**DOMANDE SUL MATERIALE:**
A - Traduci in inglese questa frase del brano su Antelme: "Non esistono spiegazioni, solo la constatazione che, anche nell’abisso, l’uomo continua a essere uomo."
B - Trascrivi dal brano su Antelme il passo che comincia con "In queste pagine" e prosegue fino a "ridotto a nulla.".
C - Secondo il brano su Antelme, da quale campo a quale vengono trasferiti i prigionieri francesi?
====== BRANO DA LEGGERE
Deportato politico, Antelme narra l’odissea di un gruppo di prigionieri francesi trasferiti da Buchenwald a Dachau, passando per l’inferno di Gandersheim. Non c’è pietà né consolazione nelle sue pagine, solo la crudezza di una lingua ridotta al suo stato primario: la sopravvivenza. Qui la parola diventa carne, dolore, fame; è un’estensione del corpo, uno strumento biologico prima che letterario. Attraverso il ritmo frammentato del racconto, Antelme descrive la dissoluzione del sé, l’abbrutimento fisico e morale, e al tempo stesso la resistenza ostinata dell’essere umano di fronte alla distruzione totale.
In queste pagine si coglie l’impossibilità di comprendere davvero ciò che è “terribile”: la fame, il vuoto, l’assenza. Non esistono spiegazioni, solo la constatazione che, anche nell’abisso, l’uomo continua a essere uomo. La “specie umana” del titolo diventa così un’affermazione di dignità, un grido contro l’idea che l’essere umano possa essere ridotto a nulla.
============
====== INSIEME DI DATI
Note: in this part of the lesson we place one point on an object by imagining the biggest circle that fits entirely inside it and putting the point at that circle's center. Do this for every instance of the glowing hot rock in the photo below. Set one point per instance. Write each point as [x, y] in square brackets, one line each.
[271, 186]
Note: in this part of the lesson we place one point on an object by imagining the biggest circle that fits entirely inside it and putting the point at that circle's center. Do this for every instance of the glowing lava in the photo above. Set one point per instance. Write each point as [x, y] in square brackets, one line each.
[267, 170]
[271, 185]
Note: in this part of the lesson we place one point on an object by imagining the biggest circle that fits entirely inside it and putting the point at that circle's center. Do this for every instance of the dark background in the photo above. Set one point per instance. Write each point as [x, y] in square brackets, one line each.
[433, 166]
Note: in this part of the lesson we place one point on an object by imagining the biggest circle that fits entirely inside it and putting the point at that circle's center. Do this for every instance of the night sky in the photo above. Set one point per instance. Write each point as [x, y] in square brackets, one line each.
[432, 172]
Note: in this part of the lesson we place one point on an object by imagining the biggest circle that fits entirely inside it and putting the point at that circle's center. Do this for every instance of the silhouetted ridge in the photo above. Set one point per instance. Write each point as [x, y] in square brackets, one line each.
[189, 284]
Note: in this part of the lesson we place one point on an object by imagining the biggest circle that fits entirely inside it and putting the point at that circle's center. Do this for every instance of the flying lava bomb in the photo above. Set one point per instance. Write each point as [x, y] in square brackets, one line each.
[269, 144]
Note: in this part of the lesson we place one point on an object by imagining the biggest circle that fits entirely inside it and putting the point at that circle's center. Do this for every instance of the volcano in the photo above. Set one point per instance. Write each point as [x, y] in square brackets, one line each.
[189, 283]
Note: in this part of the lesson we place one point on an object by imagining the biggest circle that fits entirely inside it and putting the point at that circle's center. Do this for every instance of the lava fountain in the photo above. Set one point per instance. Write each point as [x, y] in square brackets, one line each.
============
**RISPOSTE:**
A - There are no explanations, only the recognition that, even in the abyss, man goes on being man.

B -
In queste pagine si coglie l’impossibilità di comprendere davvero ciò che è “terribile”: la fame, il vuoto, l’assenza. Non esistono spiegazioni, solo la constatazione che, anche nell’abisso, l’uomo continua a essere uomo. La “specie umana” del titolo diventa così un’affermazione di dignità, un grido contro l’idea che l’essere umano possa essere ridotto a nulla.

C - Da Buchenwald a Dachau, passando per Gandersheim.